When the past knocks on the door

This April was filled with travel, happiness, and friendships.

May has unfolded in happiness and always being thankful for the new relationships that have blossomed within the past year. I had a moment in May where I was 100% content with my life, even the not-so-great aspects.

It always seems to me once someone closes a chapter and begins to start another, the past, whether in the form of regret, relationships, or conflicts, comes knocking on the door.

You could be perfectly happy and BAM! a person from your past comes strolling through, trying to remind you of the person you once were. This doesn’t have to necessarily be a negative, but you are not the person you once were yesterday. You are always growing and learning; and, to have someone from your past come up, it sometimes reminds you of who you were, what you did, and who you AREN’T anymore.

So how do we deal when the past comes banging on the door, tempting us to open it?

How to deal with the past:

1) Accept it

Whenever you feel like your life is taking a positive up-swing, there will be those to try and bring you back down. It’s a fact. Instead of losing your cool, accept this will happen at some point in your life. Take a breath. Remember who you are right now and appreciate the journey you took to get to this place of positivity.

2) Remember the lessons

So you did a bad thing 5 years, 2 years, a year, a month, or even a day ago. So what? We all make mistakes. We are all growing and learning new lessons. If you aren’t learning lessons, chances are you are living a life void of challenges. Don’t get bogged down by your past. See the silver lining: “Yes, I did x,y, and z but if I hadn’t, I wouldn’t have learned a,b, and c.” With this mindset, you can face the past head-on, being grateful for the lessons instead of dwelling on your previous actions. The past will begin to fade.

### The data
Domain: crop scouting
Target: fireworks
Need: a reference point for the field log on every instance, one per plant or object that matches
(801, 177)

### Work task
Pick up the blog post about dealing with the past right after its second tip, "Remember the lessons," and keep writing it.

### Task response
3) Put the past to rest once and for all

This usually has to be done with people you dated, were friends with, coworkers, bosses, etc. A lot of times these people try to come back with good intentions, but the fact still stands: If the relationship was good, it would’ve stood the test of time. Your life will be met with those who stay for a certain amount of time and then leave your life. They’re either a blessing or a lesson. If they were a lesson, it’s best to keep them as such. If the relationship was toxic and kept you in a negative space, you don’t want to reopen that door. If you do, that person now has the capacity to revert any change you made, bringing you back to the person you once were. Do you want that? If you don’t, have a conversation with that person and explain what you’ve learned, reiterate you are in a positive place, and you wish that person the best. You don’t have to be close friends with everyone, only those who build up and contribute positivity.

4) Don’t answer that door 

Finally, you could be reading this as a very strong person. You may be saying to yourself, “The past is the past. Don’t answer the door in the first place.” And you, my friend, are exactly right! If you are strong enough to mentally and emotionally ignore the past when it knocks, you’ll continue to be in the best place mentally and emotionally. You know who you are. You know your past has contributed in molding you to become the best you right now and there’s no reason to dwell. Keep it moving. Keep it positive. Keep yourself strong and happy.

How do you deal with the past when it knocks on your door? Let’s talk!